→ Perintah 1
Temukan setiap baris dalam catatan yang memuat kata "enclosed", lalu salin baris-baris itu. Huruf besar dan huruf kecil dibedakan.

RUU Cipta Kerja telah menggeser paradigma di dalam UUPLH yang memberikan kewenangan yang proporsional antara Pusat, Provinsi, dan Kabupaten/Kota. RUU Cipta Kerja justru “menumpahkan” kewenangan yang besar kepada Pemerintah Pusat.

Selain itu, RUU Cipta Kerja juga memiliki problem administratif karena menempatkan Pemerintah Pusat (di dalam RUU tegas dinyatakan bahwa Pemerintah Pusat adalah Presiden) sebagai pemberi izin. Padahal, berdasarkan kaida hukum administrasi, tidak tepat jika Presiden diberikan kewenangan memberikan izin. Hal ini berbeda dengan ketentuan di dalam UU PPLH yang membagi peran antara menteri, gubernur dan bupati/walikota dalam pemberian izin, sesuai kewenangannya. Sayangnya, RUU tidak mengatur mengenai pendelegasian wewenang dalam perizinan dimaksud. Bukan hanya itu, kewenangan Pemerintah Pusat (Presiden) juga termasuk dalam memberikan sanksi administrasi.

b. Perlindungan Lingkungan

Pada RUU Cipta Kerja, terdapat perubahan definisi Analisis mengenai dampak lingkungan hidup (AMDAL). RUU Cipta Kerja mendefinsikan AMDAL sebagai kajian mengenai dampak penting pada lingkungan hidup dari suatu usaha dan/atau kegiatan yang direncanakan untuk digunakan sebagai pertimbangan pengambilan keputusan tentang penyelenggaraan usaha dan/atau kegiatan. Hal ini berarti bahwa AMDAL ditempatkan sebagai pertimbangan sehingga sifatnya menjadi fakultatif.

Sedangkan definisi AMDAL pada UUPLH adalah kajian mengenai dampak penting suatu usaha dan/atau kegiatan yang direncanakan pada lingkungan hidup yang diperlukan bagi proses pengambilan keputusan tentang penyelenggaraan usaha dan/atau kegiatan. Hal ini berarti bahwa AMDAL ditempatkan sebagai sesuatu yang diperlukan dalam pemberian izin, sehingga sifat menjadi imperatif.

→ Bahan Sumber
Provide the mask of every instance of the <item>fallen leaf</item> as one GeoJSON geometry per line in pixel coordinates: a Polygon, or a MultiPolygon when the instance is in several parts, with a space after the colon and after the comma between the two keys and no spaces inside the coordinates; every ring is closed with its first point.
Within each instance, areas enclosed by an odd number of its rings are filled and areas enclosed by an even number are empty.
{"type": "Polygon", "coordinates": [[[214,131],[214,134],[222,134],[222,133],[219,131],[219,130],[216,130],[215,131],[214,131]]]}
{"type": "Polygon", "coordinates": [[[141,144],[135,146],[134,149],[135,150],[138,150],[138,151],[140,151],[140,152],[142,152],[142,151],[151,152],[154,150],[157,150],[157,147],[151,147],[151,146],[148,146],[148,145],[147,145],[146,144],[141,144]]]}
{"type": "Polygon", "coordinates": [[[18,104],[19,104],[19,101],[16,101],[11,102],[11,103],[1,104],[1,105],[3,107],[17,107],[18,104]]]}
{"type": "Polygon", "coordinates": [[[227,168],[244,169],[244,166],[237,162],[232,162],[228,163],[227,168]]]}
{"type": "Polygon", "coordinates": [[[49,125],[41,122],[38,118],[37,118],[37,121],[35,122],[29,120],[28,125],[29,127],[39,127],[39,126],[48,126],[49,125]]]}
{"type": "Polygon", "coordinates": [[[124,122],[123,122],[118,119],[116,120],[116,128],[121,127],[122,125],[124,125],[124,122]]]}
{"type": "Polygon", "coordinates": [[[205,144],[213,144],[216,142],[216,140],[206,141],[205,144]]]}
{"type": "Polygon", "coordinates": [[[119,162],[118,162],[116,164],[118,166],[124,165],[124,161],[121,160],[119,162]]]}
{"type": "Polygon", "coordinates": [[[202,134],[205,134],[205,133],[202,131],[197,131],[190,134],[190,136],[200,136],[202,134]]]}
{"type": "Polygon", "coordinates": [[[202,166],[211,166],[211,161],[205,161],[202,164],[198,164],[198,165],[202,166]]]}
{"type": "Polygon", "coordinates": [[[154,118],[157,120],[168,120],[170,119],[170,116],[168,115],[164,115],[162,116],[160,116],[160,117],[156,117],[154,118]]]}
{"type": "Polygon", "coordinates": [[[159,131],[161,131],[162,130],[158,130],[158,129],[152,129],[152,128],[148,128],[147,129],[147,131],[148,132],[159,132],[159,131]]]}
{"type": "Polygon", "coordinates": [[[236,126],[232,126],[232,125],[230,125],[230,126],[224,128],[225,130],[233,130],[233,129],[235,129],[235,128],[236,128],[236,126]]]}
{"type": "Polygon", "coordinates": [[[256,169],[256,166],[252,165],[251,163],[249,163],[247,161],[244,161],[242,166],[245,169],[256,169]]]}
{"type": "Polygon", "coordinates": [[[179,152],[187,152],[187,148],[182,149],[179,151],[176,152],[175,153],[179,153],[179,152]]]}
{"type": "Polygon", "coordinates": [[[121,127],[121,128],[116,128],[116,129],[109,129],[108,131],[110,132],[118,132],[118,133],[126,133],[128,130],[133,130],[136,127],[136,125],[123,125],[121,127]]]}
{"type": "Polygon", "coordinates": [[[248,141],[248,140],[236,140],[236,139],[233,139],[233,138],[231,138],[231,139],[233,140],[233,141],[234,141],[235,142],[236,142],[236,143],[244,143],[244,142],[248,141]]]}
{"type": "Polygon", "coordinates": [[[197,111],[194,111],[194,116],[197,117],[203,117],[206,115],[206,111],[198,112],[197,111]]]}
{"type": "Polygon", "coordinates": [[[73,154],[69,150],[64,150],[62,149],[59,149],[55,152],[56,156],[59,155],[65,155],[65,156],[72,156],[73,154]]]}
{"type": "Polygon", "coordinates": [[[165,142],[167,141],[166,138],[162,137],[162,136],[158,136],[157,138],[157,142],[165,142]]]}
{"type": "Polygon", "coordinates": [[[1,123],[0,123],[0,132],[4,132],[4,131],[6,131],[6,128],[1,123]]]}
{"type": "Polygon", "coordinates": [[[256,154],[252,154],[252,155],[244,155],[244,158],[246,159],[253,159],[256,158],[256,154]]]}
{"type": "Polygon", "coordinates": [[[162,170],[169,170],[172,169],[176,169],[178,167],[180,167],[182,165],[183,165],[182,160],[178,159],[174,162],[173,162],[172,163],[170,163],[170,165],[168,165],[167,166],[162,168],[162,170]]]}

→ Perintah 2
Jawab pertanyaan berikut berdasarkan teks tentang RUU Cipta Kerja:
(a) Siapa yang ditempatkan RUU Cipta Kerja sebagai pemberi izin?
(b) Menurut definisi dalam RUU Cipta Kerja, apa sifat AMDAL?
(c) Menurut definisi dalam UUPLH, apa sifat AMDAL?

→ Hasil 1
Within each instance, areas enclosed by an odd number of its rings are filled and areas enclosed by an even number are empty.

→ Hasil 2
(a) Pemerintah Pusat, yaitu Presiden.
(b) Fakultatif.
(c) Imperatif.